» **Given problem**: Reproduce only the lines of the listing from the line with "Mark every instance of the dark" up to and including the line with "[(75, 104)]", changing "dark brown hair" to "black hair" and leaving everything else the same.
## Begin Task input
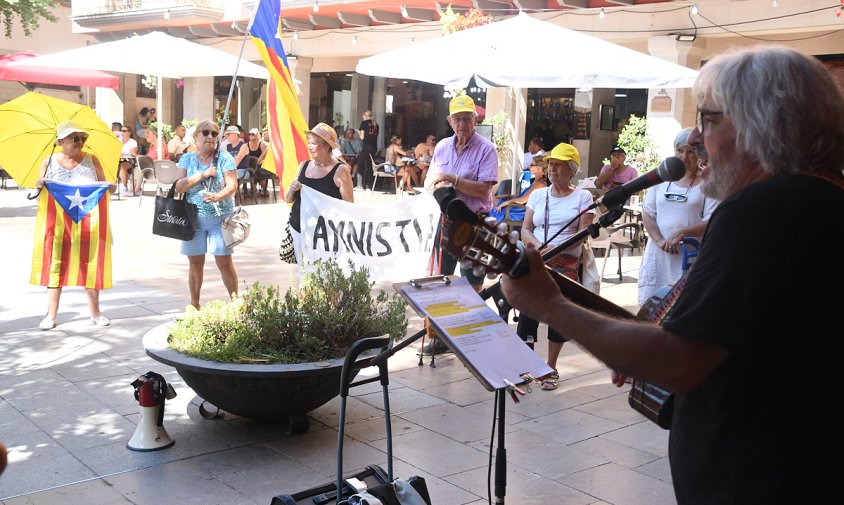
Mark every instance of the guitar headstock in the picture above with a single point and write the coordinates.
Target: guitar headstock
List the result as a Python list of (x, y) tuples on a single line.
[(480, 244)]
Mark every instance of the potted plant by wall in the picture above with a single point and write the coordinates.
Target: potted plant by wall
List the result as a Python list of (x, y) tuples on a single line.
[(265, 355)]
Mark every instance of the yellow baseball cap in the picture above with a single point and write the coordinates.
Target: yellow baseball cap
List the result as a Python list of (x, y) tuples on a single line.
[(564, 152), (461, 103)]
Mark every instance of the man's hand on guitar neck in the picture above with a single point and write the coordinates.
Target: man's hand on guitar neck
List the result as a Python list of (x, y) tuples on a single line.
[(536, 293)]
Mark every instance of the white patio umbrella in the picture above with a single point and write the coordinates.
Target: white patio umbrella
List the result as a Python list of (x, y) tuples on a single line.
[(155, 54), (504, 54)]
## End Task input
## Begin Task input
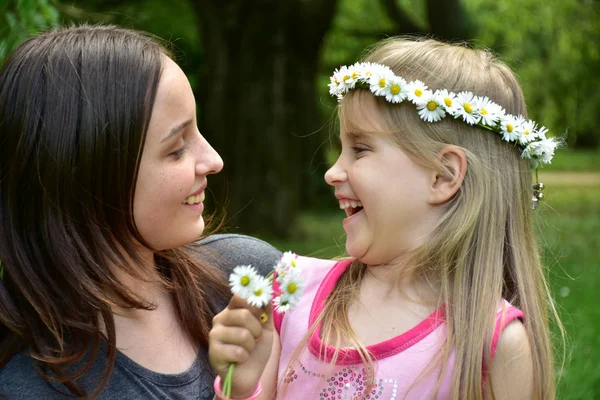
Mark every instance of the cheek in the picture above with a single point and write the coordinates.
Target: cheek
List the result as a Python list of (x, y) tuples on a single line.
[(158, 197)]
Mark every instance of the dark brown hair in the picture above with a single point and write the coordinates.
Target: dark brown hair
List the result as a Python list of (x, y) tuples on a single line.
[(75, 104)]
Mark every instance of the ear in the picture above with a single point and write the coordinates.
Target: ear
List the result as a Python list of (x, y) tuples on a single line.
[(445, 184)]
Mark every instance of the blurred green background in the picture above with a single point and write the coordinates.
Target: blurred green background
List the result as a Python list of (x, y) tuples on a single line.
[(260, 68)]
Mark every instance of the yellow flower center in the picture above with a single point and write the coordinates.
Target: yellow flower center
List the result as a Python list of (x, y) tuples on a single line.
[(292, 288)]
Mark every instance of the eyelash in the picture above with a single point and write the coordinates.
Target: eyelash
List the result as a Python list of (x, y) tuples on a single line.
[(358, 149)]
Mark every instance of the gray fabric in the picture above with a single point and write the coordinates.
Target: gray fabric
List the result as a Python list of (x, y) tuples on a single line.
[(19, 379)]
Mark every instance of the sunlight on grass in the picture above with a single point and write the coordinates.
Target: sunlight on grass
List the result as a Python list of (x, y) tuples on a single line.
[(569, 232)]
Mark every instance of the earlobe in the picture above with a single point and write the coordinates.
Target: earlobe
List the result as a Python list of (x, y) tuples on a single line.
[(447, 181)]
## End Task input
» **Result of the exercise**:
Mark every instance of the black hair in the picture above with a single point and write the coordinates.
Target: black hair
List the result as a Python list of (x, y) tuples on a single line.
[(75, 104)]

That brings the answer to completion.